▶ **EXERCISE REQUIREMENTS**:
1. Answer these questions about the Correction of Error text:
(a) What are the main components of a COE document?
(b) How did the value of solving the problems the COE identified compare with the value of the features previously planned?
(c) Which measurable property of the service was seriously reduced by the COE actions aimed at MTTR?
2. Resume the Correction of Error text after its final sentence.

One of the mechanisms Amazon uses to learn and improve when things go wrong is called the Correction of Error (COE) process. I’m not spilling the beans here as this is something Amazon talks openly about in forums like AWS re:Invent as a key component of its ability to innovate rapidly. The main components of a COE document are: the problem, the customer impact, a root cause analysis of the problem (using Five Whys), and corrective actions. The Five Whys part of the COE is where the real learning occurs. Some folks took a punitive view of the COE process owing to the level of effort involved in doing it right, but in my experience it is an incredibly effective learning and team-building tool.
In our case, the COE was a pretty large effort. It required a lot of investigation and took a good amount of time at the expense of other things we could have otherwise been working on. However, it revealed a lot of very valuable insights (including some tangential to the actual incident) that we otherwise would not have identified or had a strong business case to pursue. The Five Whys component was both wide and deep in nature and turned up a plethora of underlying problems with our software, its operating environment, and our processes. The value of solving many of the identified problems exceeded the value of most of the other features we had previously planned to work on next. So going through the process helped us gain greater clarity on where spend effort via backlog of operational improvements that could be prioritized against all the other stuff our customers wanted.
MTTR is just one measure of a team’s effectiveness. Some of the actions from the COE were absolutely focused on improving our MTTR, and we seriously reduced the startup time of our service as a result, which served us well down the line. Interestingly, in order to improve MTTR, you need to do some analysis to understand the current MTTR, why it is what it is, and what you can try to improve it.

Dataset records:

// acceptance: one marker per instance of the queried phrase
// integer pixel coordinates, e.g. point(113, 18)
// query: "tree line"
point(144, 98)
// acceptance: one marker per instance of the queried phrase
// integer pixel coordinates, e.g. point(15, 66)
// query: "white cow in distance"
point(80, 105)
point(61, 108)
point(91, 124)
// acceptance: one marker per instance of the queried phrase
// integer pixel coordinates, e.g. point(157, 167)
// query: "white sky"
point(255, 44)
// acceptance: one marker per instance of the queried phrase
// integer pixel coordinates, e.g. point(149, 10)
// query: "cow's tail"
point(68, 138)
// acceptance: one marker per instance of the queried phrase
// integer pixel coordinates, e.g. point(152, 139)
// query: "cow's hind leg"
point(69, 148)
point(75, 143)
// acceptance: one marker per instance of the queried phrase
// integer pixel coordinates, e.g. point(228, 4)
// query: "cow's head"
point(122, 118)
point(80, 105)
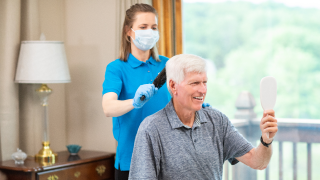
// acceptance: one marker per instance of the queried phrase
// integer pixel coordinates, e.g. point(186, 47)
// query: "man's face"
point(191, 92)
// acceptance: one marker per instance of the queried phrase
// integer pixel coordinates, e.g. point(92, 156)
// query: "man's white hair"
point(179, 65)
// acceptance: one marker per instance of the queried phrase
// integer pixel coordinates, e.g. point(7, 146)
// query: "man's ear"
point(173, 86)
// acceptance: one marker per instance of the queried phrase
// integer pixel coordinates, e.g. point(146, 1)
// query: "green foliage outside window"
point(247, 42)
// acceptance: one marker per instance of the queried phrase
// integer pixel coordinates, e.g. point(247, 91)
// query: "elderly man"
point(186, 141)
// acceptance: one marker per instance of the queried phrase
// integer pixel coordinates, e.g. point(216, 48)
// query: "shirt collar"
point(174, 119)
point(134, 62)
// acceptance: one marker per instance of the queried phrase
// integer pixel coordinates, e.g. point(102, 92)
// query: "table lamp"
point(43, 62)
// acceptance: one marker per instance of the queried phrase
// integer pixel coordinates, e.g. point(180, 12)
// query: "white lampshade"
point(42, 62)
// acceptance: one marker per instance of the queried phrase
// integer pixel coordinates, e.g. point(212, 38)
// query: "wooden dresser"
point(87, 165)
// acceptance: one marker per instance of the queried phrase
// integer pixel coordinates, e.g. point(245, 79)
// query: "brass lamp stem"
point(45, 156)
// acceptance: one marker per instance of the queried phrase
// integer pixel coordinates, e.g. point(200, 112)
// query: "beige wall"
point(75, 112)
point(52, 24)
point(88, 28)
point(90, 39)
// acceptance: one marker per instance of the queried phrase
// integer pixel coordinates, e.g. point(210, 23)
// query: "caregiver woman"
point(130, 77)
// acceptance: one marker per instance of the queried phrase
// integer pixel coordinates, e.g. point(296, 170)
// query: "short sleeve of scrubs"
point(112, 79)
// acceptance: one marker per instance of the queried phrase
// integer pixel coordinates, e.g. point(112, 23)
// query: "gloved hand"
point(206, 105)
point(148, 90)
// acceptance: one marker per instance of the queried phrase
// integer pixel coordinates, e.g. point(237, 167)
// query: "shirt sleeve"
point(235, 145)
point(112, 79)
point(145, 162)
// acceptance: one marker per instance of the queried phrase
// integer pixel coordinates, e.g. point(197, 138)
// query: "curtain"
point(9, 102)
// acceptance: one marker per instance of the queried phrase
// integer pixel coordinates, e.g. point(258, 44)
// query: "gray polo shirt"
point(165, 149)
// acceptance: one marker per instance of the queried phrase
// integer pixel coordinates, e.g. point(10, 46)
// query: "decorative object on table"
point(73, 149)
point(19, 156)
point(73, 158)
point(43, 62)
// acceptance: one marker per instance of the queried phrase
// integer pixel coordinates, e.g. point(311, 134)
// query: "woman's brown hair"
point(130, 17)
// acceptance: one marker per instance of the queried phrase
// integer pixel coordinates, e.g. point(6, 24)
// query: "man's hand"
point(269, 125)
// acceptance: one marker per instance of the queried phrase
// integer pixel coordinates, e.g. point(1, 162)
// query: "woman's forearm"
point(112, 107)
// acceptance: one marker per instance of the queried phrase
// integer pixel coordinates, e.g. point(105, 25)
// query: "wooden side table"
point(86, 165)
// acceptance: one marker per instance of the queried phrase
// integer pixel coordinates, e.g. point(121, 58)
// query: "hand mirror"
point(268, 93)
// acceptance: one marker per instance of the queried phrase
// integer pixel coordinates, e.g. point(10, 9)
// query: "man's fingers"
point(267, 119)
point(269, 124)
point(269, 112)
point(270, 130)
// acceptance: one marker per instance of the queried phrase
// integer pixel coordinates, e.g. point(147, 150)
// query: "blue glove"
point(148, 90)
point(206, 105)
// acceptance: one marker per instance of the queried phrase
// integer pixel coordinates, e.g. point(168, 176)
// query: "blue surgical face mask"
point(145, 39)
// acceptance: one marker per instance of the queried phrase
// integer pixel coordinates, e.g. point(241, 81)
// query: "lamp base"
point(46, 156)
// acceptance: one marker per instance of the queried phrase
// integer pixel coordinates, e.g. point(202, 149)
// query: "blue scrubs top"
point(124, 78)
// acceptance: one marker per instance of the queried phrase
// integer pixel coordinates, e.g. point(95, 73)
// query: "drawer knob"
point(53, 177)
point(77, 174)
point(101, 169)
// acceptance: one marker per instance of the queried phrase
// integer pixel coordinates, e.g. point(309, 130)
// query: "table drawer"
point(97, 170)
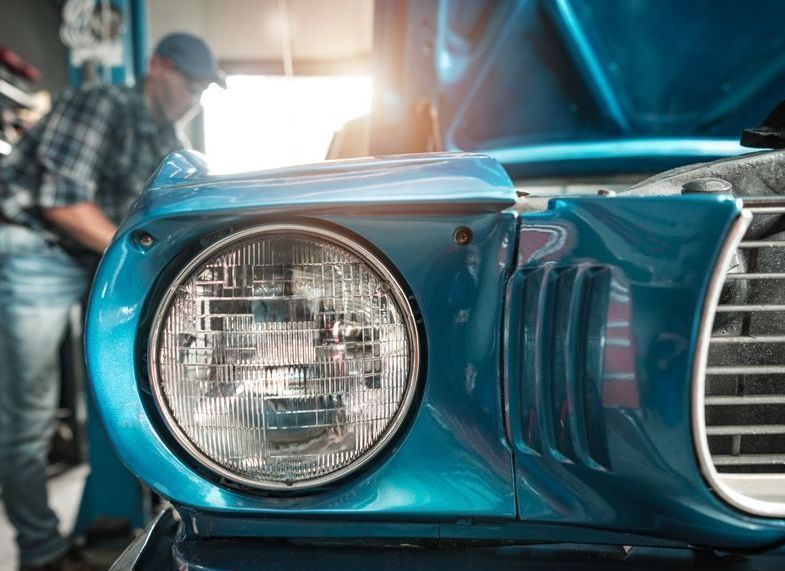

▶ **SOLVED TASKS**:
1.
(a) The problem, the customer impact, a root cause analysis of the problem (using Five Whys), and corrective actions.
(b) It exceeded the value of most of the other features they had previously planned to work on next.
(c) The startup time of the service.

2.
We also observed the following additional benefits from doing RCA on various problems in our space:
- Our team, which had heretofore been somewhat fragmented pulled together and worked as a much more effective unit to both perform the RCA and also to implement the resulting corrective actions;
- The team started to embrace RCA and COEs as a learning tool as a normal course of working. For example, on-call engineers put together COEs to identify improvements after the occurrence of many types of problems;
- On-call engineers started to devote a larger portion of their time to complete items in the operational improvement backlog, which resulted in a decrease in recurrence of classes of problems. This, in turn, freed up engineers to focus on improving things instead of reacting to problems;
- We learned that many of the problems we encountered could be prevented with an increased emphasis on engineering excellence so we invested in higher levels of automation in the build pipeline to prevent “known” classes of problems from reaching production;
- There is rarely, if ever, a single root cause for software problems. A confluence of events usually manifest in some unpredictable behavior;
- While some corrective actions are obvious, others require some amount of experimentation to determine the best approach;
- You have to know how far to take the RCA before you hit diminishing returns, and you have to learn how far is enough so you’re maximizing the learning.
Root cause analysis is not a waste of time. It’s true that we’ll never be able to predict and prevent every type of software malady, but that’s not really the point. The point is that the performance of teams that take the time to understand the nature of problems as a unit will almost always exceed that of teams that don’t, and root cause analysis is one of many techniques teams can use to amplify their learning.